**Input records:**
○ ○ ○ ○
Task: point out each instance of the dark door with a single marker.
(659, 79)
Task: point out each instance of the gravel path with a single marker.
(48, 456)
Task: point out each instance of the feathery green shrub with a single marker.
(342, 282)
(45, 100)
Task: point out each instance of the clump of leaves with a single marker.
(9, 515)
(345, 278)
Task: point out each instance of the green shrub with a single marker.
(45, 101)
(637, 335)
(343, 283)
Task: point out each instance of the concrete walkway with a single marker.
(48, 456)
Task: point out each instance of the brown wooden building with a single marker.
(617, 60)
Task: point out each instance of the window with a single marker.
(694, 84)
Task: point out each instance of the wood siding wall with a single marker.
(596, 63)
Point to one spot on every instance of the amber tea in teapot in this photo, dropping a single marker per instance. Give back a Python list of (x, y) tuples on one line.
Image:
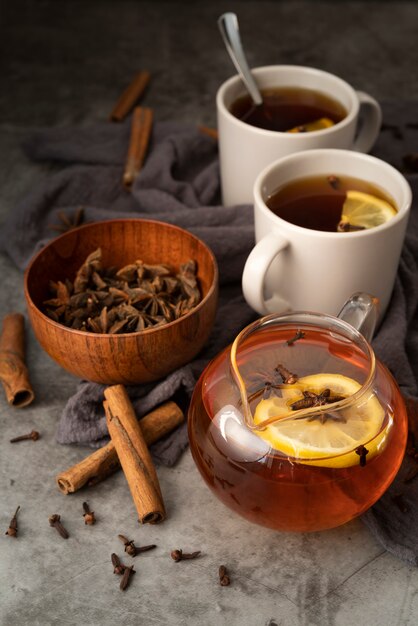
[(296, 426)]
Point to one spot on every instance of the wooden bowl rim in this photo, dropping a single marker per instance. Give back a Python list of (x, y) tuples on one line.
[(213, 287)]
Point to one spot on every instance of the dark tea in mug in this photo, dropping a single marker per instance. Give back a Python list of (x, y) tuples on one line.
[(332, 203), (290, 109)]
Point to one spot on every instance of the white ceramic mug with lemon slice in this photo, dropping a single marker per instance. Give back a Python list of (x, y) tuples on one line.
[(245, 149), (297, 268)]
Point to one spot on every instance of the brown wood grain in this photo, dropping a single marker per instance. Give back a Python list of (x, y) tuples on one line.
[(132, 357)]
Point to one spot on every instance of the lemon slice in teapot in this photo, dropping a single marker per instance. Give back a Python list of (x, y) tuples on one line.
[(325, 438)]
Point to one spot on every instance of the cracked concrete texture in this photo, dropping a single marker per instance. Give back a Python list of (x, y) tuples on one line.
[(66, 63)]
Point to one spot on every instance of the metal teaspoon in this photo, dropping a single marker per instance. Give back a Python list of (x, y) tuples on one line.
[(228, 25)]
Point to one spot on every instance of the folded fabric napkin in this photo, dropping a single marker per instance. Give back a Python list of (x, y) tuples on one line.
[(179, 184)]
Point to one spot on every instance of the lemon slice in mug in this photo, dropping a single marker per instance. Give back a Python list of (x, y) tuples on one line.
[(364, 210), (328, 443)]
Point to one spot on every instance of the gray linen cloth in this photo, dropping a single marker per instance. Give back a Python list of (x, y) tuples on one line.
[(180, 184)]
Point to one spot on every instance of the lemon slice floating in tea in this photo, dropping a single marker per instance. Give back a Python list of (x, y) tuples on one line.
[(363, 210), (323, 122), (332, 441)]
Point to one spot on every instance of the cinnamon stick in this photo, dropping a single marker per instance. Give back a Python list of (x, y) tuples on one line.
[(13, 371), (140, 135), (134, 456), (104, 461), (130, 96)]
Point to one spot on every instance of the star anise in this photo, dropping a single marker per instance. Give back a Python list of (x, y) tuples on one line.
[(311, 400)]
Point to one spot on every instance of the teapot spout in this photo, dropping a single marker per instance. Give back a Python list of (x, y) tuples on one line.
[(361, 311)]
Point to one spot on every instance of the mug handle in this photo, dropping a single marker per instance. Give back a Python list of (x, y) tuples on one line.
[(372, 121), (256, 266)]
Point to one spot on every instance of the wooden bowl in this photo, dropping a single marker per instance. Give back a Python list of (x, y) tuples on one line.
[(132, 357)]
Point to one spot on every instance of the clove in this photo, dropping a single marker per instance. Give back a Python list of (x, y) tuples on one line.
[(299, 334), (12, 530), (334, 181), (287, 377), (179, 555), (34, 435), (126, 577), (362, 451), (118, 566), (88, 515), (54, 521), (130, 547), (224, 580)]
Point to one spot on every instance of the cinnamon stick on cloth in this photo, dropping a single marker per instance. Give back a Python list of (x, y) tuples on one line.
[(130, 96), (134, 456), (105, 461), (138, 144), (13, 371)]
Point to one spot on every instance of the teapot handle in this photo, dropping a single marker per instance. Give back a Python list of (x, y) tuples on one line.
[(361, 311)]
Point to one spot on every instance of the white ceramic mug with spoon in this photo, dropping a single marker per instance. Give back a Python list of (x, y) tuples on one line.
[(297, 268), (245, 150)]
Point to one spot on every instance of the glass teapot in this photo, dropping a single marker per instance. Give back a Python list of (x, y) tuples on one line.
[(297, 426)]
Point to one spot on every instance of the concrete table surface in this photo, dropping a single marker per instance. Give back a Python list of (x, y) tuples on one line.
[(66, 63)]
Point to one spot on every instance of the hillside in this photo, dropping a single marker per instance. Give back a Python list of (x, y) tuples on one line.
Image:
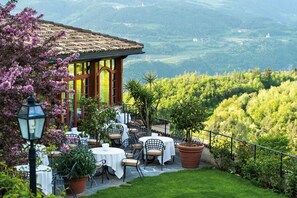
[(193, 35)]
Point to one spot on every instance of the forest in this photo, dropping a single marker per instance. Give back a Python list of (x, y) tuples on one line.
[(254, 106)]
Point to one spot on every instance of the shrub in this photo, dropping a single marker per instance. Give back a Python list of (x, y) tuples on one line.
[(86, 164), (222, 156), (291, 183)]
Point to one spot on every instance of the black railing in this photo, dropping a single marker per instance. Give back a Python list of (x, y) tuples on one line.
[(255, 148)]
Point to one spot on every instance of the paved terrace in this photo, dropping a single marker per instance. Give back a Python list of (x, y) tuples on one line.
[(153, 169)]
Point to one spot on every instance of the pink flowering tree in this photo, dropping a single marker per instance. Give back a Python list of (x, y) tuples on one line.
[(28, 65)]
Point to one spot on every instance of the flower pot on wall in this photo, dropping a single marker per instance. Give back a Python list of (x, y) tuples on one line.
[(190, 155), (78, 185)]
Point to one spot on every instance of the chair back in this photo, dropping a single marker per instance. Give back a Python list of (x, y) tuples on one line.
[(154, 144), (72, 139), (115, 128)]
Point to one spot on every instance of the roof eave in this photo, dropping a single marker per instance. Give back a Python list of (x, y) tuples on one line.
[(106, 54)]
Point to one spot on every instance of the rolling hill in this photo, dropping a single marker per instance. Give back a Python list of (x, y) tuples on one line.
[(204, 36)]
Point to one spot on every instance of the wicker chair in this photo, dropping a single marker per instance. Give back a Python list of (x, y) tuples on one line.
[(100, 171), (63, 180), (72, 140), (115, 134), (135, 162), (155, 148)]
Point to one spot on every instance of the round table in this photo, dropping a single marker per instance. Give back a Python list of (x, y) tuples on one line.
[(113, 157), (44, 176), (169, 146)]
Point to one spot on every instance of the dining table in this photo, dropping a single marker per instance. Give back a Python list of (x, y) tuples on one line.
[(44, 176), (123, 118), (169, 151), (113, 157)]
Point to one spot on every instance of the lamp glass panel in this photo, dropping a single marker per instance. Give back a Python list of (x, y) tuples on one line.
[(36, 111), (39, 123), (24, 128), (23, 111)]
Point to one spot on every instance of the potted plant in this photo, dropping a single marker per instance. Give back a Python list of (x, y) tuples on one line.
[(188, 116), (96, 118), (85, 166), (145, 98)]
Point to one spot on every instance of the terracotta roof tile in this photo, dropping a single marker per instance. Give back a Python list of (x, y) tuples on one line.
[(85, 41)]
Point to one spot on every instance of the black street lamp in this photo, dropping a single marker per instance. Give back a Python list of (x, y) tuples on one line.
[(31, 119)]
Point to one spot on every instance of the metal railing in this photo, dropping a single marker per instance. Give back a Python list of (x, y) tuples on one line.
[(256, 147)]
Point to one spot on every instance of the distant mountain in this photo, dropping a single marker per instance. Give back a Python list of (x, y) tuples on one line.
[(205, 36)]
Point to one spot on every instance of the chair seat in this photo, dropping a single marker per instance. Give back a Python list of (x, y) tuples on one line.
[(154, 152), (115, 136), (129, 155), (130, 162), (137, 146), (99, 165), (54, 153), (72, 146)]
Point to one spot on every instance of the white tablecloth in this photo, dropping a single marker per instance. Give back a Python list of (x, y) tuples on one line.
[(113, 157), (169, 146), (125, 132), (41, 152), (73, 133), (44, 177), (120, 117)]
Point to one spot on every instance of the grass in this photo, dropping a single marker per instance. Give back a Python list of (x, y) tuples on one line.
[(189, 183)]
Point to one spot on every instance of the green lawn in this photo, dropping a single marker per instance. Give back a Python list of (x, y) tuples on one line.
[(189, 183)]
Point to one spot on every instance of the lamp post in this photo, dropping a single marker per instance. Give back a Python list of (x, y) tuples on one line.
[(31, 119)]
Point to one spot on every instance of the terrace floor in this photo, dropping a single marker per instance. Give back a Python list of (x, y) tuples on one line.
[(152, 169)]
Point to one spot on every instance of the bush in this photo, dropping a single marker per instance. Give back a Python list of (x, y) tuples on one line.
[(222, 156), (86, 164), (291, 183)]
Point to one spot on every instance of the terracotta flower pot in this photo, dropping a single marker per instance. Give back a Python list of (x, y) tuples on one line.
[(190, 155), (78, 185)]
○ ○ ○ ○
**Required task:**
Reproduce the part of the records that opens with the line containing "Point to one spot on every instance of the round" and closes with the line containing "[(113, 157), (44, 176), (169, 146)]" as a numbered list, omitting any blank lines.

**The response:**
1. Point to one spot on every instance of the round table in this photo, dropping a single marker per instance. Give back a Python list of (x, y) tuples on one line.
2. [(113, 157), (44, 176), (169, 146)]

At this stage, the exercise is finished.